-- TASK REQUIREMENTS --
Copy the material below word for word, leaving out the pictures.

-- DATA FOR THIS EXERCISE --
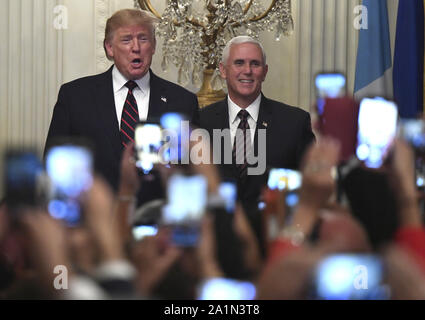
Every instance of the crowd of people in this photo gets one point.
(354, 232)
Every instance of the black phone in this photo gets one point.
(330, 85)
(187, 201)
(23, 179)
(350, 277)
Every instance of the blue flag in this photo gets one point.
(374, 52)
(408, 69)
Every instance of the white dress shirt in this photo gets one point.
(234, 120)
(141, 94)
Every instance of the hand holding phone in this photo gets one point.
(70, 169)
(187, 200)
(282, 198)
(23, 179)
(350, 277)
(147, 145)
(377, 127)
(226, 289)
(330, 85)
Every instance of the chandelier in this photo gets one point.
(196, 31)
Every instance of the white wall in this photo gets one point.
(36, 58)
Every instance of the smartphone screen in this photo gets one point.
(278, 214)
(226, 289)
(147, 144)
(413, 131)
(23, 178)
(377, 127)
(350, 277)
(142, 231)
(70, 169)
(177, 129)
(330, 85)
(284, 179)
(187, 200)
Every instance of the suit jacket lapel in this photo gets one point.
(264, 121)
(105, 105)
(221, 120)
(157, 99)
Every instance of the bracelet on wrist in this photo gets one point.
(126, 198)
(293, 234)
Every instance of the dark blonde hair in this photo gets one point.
(128, 17)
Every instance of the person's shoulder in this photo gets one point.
(285, 109)
(211, 108)
(86, 81)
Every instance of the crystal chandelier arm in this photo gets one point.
(263, 15)
(146, 5)
(248, 6)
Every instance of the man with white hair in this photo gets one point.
(246, 110)
(105, 108)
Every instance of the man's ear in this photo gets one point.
(108, 48)
(266, 69)
(222, 70)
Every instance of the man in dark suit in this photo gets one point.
(287, 129)
(101, 107)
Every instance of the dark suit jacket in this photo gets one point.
(288, 133)
(86, 108)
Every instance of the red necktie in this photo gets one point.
(129, 116)
(242, 145)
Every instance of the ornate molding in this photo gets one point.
(101, 14)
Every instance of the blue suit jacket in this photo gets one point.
(86, 108)
(288, 134)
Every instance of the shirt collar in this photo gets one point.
(252, 109)
(119, 80)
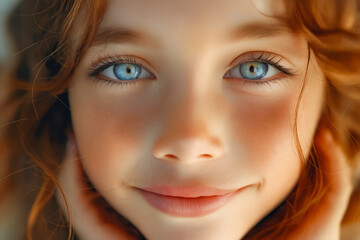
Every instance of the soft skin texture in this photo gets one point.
(188, 125)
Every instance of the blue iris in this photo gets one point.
(127, 71)
(253, 70)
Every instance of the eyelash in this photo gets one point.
(271, 59)
(266, 57)
(102, 63)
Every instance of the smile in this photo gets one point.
(187, 201)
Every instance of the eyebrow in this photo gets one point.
(253, 30)
(120, 35)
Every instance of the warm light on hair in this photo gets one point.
(48, 54)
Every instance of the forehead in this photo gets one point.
(177, 19)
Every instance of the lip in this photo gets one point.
(187, 201)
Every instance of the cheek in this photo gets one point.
(264, 133)
(109, 133)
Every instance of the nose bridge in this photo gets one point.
(187, 135)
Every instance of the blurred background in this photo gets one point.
(5, 7)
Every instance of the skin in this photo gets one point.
(188, 124)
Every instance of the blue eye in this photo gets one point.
(126, 72)
(253, 70)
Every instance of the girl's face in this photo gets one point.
(183, 112)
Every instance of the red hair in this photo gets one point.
(37, 101)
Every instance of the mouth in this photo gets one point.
(187, 201)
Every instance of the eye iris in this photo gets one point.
(253, 70)
(127, 71)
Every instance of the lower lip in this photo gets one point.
(187, 207)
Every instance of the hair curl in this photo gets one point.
(47, 55)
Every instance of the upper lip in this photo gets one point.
(188, 191)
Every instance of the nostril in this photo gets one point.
(170, 156)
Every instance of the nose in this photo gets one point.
(189, 134)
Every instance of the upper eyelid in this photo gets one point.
(108, 61)
(249, 56)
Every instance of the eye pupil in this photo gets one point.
(126, 71)
(253, 70)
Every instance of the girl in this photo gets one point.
(184, 119)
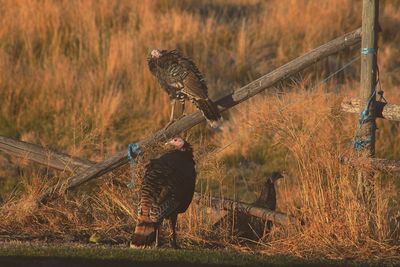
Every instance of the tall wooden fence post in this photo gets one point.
(365, 135)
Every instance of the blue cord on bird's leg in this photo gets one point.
(359, 143)
(132, 148)
(367, 50)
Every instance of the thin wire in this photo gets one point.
(312, 88)
(336, 72)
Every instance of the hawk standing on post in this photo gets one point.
(182, 80)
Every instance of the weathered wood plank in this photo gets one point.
(249, 209)
(226, 102)
(382, 110)
(66, 162)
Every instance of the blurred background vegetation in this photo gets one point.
(74, 77)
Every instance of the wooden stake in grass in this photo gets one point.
(365, 135)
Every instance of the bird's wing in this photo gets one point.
(159, 188)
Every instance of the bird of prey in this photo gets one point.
(182, 80)
(167, 189)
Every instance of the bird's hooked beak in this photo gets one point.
(155, 54)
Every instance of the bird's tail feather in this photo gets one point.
(210, 111)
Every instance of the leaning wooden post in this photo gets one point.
(365, 134)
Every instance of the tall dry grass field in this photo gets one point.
(74, 77)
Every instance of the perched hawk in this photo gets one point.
(182, 80)
(167, 189)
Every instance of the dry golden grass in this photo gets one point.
(73, 76)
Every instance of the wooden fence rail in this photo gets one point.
(64, 162)
(382, 110)
(346, 41)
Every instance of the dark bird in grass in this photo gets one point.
(182, 80)
(167, 189)
(249, 227)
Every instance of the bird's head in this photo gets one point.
(155, 54)
(275, 176)
(177, 143)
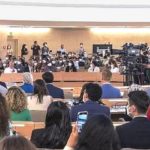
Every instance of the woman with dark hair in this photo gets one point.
(24, 50)
(57, 128)
(41, 98)
(4, 117)
(70, 67)
(97, 134)
(16, 142)
(17, 102)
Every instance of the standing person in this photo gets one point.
(36, 49)
(136, 133)
(45, 50)
(24, 51)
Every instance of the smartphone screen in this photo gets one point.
(81, 119)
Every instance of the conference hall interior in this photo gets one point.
(74, 75)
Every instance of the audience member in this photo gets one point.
(81, 50)
(54, 91)
(41, 98)
(148, 113)
(114, 66)
(57, 128)
(62, 50)
(24, 50)
(36, 49)
(1, 82)
(4, 117)
(28, 83)
(9, 51)
(94, 67)
(45, 51)
(10, 68)
(71, 67)
(108, 91)
(17, 102)
(91, 96)
(16, 143)
(97, 134)
(136, 134)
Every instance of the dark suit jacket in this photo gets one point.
(55, 92)
(92, 107)
(108, 91)
(135, 134)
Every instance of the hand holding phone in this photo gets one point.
(81, 119)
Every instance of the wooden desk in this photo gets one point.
(65, 79)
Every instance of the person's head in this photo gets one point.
(106, 75)
(114, 64)
(16, 142)
(4, 116)
(57, 113)
(135, 87)
(11, 64)
(48, 77)
(138, 103)
(24, 46)
(82, 92)
(92, 92)
(40, 89)
(94, 63)
(45, 44)
(35, 42)
(28, 78)
(98, 134)
(17, 99)
(58, 125)
(62, 46)
(81, 45)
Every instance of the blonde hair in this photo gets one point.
(28, 78)
(16, 98)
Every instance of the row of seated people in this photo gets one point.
(42, 95)
(98, 132)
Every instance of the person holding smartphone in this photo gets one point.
(98, 133)
(92, 103)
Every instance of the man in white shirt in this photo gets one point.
(11, 68)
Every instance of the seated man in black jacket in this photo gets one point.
(136, 134)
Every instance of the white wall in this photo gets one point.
(76, 10)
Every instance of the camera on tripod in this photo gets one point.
(132, 64)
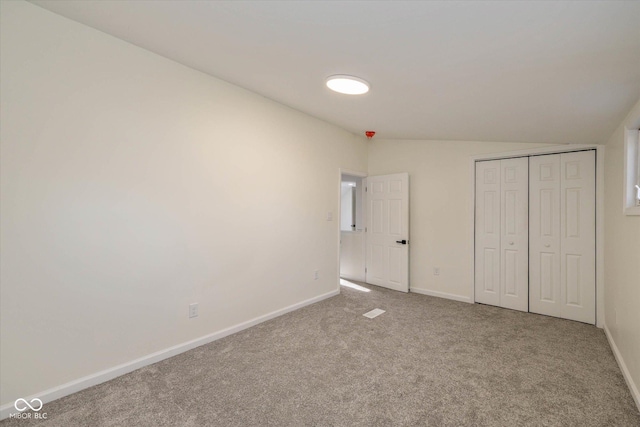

-- RESULT OF THE EXERCISE --
Every instance of the crowd of people in this photo gets one point.
(354, 232)
Every instance of the black phone in this photo gets one point.
(330, 85)
(187, 201)
(23, 179)
(350, 277)
Every instance of the blue flag in this photo gets one point.
(374, 52)
(408, 69)
Every instance of the white dress shirt in this photo gets one point.
(234, 120)
(141, 94)
Every instance of the hand holding phone in this photo gets one point.
(70, 169)
(187, 200)
(282, 198)
(23, 179)
(350, 277)
(147, 145)
(377, 127)
(226, 289)
(330, 85)
Every instance of the chandelier in this photo gets one point.
(196, 31)
Every instance of the white wall in this photo gets one point.
(36, 58)
Every instance of the smartphone screen in this photo gets one point.
(278, 214)
(226, 289)
(147, 144)
(413, 131)
(23, 178)
(377, 127)
(350, 277)
(142, 231)
(70, 169)
(177, 129)
(330, 85)
(284, 179)
(187, 200)
Every instance of the suit jacket lapel in this photo gets one point.
(264, 121)
(105, 105)
(221, 120)
(157, 99)
Every instance of the bracelet on wrist in this photo gets one point.
(126, 198)
(293, 234)
Every instance of the dark blonde hair in this photo gets one point.
(128, 17)
Every instance of the person's shoulder in this photo gets one point.
(285, 109)
(211, 108)
(86, 81)
Every instance of the crystal chandelier arm in this photo gets one point.
(263, 15)
(146, 5)
(248, 6)
Every instance of the man with white hair in this photo gets one point.
(246, 110)
(105, 108)
Every instance of the man's ear in this photo gets one point.
(108, 48)
(266, 69)
(222, 70)
Every instance of the man in dark suit in this photo gets one point.
(287, 129)
(101, 107)
Every instance of the dark suit jacket in this photo gets one point.
(288, 133)
(86, 108)
Every instance of the red necktie in this photo gets one point.
(129, 116)
(242, 145)
Every instance of the ornate molding in this photo gets one point.
(101, 14)
Every instance of the blue suit jacket in this photo gets one point.
(86, 108)
(288, 134)
Every instance of the shirt collar in this photo gets one point.
(252, 109)
(119, 80)
Every instance of the soft skin texture in this photo gets one point.
(188, 125)
Every instance of the blue iris in this photo gets one point.
(127, 71)
(253, 70)
Every instance of the eyelash in this photo gets one point.
(271, 59)
(266, 57)
(102, 63)
Every instance of the smile in this photo gets one point.
(187, 201)
Every instance of the eyebrow in this photo gets one point.
(253, 30)
(120, 35)
Every instance of the warm light on hair in this photo gets one point.
(48, 54)
Every instance of the forehead in this photo gets one point.
(177, 19)
Every instance of the lip in this photo gets one point.
(187, 201)
Every instance of the cheek in this photo gets one point.
(264, 133)
(109, 133)
Every instance of the nose bridge in this photo gets one point.
(187, 135)
Every instance of the blurred background in this photo gets one point.
(5, 7)
Every instance of the skin in this photo gets one point.
(188, 124)
Every instance of the blue eye in this photo gets one point.
(126, 72)
(253, 70)
Every instance of the girl's face in this photo gets one point.
(183, 112)
Every instance of the red hair in this photo gets one point.
(37, 101)
Every instance of the mouth in this photo gets one point.
(187, 201)
Every instance of the eye iris in this photo gets one point.
(253, 70)
(127, 71)
Every instance of the lower lip in this photo gets one point.
(187, 207)
Every instance of the hair curl in this photo gets one point.
(47, 55)
Every instance of the upper lip in this photo gets one point.
(188, 191)
Every instance of the nostril in this photo gets one point.
(170, 156)
Every instance of the nose in this photo gets one point.
(189, 134)
Every instance of the upper eyelid in this photo gets one point.
(108, 61)
(249, 56)
Every instance of the eye pupil in this photo gets one point.
(126, 71)
(253, 70)
Every instance of the girl in this photo gets one point.
(184, 119)
Every instance of the tall wooden fence post in this photo gets one point.
(365, 135)
Every instance of the blue cord on bird's leg in this photo gets one point.
(359, 143)
(132, 148)
(367, 50)
Every instance of the thin wire in this photo gets one point.
(312, 88)
(336, 72)
Every instance of the hawk standing on post in this photo gets one point.
(182, 80)
Every instance of the weathered wood plank in this photo gets one point.
(249, 209)
(226, 102)
(382, 110)
(66, 162)
Every instance of the blurred background vegetation in this photo gets one point.
(74, 77)
Every instance of the wooden stake in grass in this photo gets one point.
(365, 135)
Every instance of the bird's wing in this photo gets one point.
(159, 188)
Every instance of the bird of prey in this photo gets one point.
(182, 80)
(167, 189)
Every instance of the bird's hooked beak in this photo gets one point.
(155, 54)
Every instance of the bird's tail feather in this photo gets one point.
(210, 111)
Every instance of the leaning wooden post in this photo gets one point.
(365, 134)
Every instance of the tall dry grass field in this photo gets one point.
(74, 77)
Every instance of the perched hawk in this photo gets one point.
(182, 80)
(167, 189)
Every instance of the dry golden grass in this photo gets one point.
(73, 76)
Every instance of the wooden fence rail in this photo gets one point.
(64, 162)
(382, 110)
(346, 41)
Every instance of the dark bird in grass in this photo gets one point.
(182, 80)
(167, 189)
(249, 227)
Every instance of the bird's head in this photo gets one point.
(155, 54)
(275, 176)
(177, 143)
Every instance of the woman with dark hair in this photo gets one point.
(24, 50)
(57, 128)
(41, 98)
(4, 117)
(70, 67)
(97, 134)
(16, 142)
(17, 102)
Every instance of the standing person in this photo gets one point.
(36, 49)
(136, 133)
(45, 50)
(24, 51)
Every instance of the smartphone screen in this photo gets one point.
(81, 119)
Every instance of the conference hall interior in this photo gets one point.
(74, 75)
Every instance of the audience member in this photo gets one point.
(81, 50)
(54, 91)
(41, 98)
(148, 113)
(114, 66)
(57, 128)
(62, 50)
(24, 50)
(36, 49)
(1, 82)
(4, 117)
(28, 83)
(9, 51)
(94, 67)
(45, 51)
(10, 68)
(71, 67)
(108, 91)
(17, 102)
(91, 96)
(16, 143)
(97, 134)
(136, 134)
Every instance of the dark suit jacket in this photo gets one point.
(55, 92)
(92, 107)
(108, 91)
(135, 134)
Every instance of the hand holding phone in this photo gets one point.
(81, 119)
Every instance of the wooden desk in this photo gets one point.
(65, 79)
Every instance of the person's head in this photo gets one point.
(106, 75)
(114, 64)
(16, 142)
(4, 116)
(57, 113)
(135, 87)
(11, 64)
(48, 77)
(138, 103)
(24, 46)
(82, 92)
(92, 92)
(40, 89)
(94, 63)
(45, 44)
(35, 42)
(28, 78)
(98, 134)
(17, 99)
(58, 125)
(62, 46)
(81, 45)
Every instance of the blonde hair in this photo gets one point.
(28, 78)
(16, 98)
Every instance of the row of seated people in this photo gets one point.
(42, 95)
(98, 132)
Every instance of the person holding smartphone in this photo gets one point.
(98, 133)
(92, 103)
Every instance of the man in white shirt in this photo gets one point.
(11, 68)
Every instance of the seated man in black jacket in this photo gets one point.
(136, 134)
Every instance of the white wall in this photo gets one point.
(76, 10)
Every instance of the camera on tripod in this photo gets one point.
(132, 64)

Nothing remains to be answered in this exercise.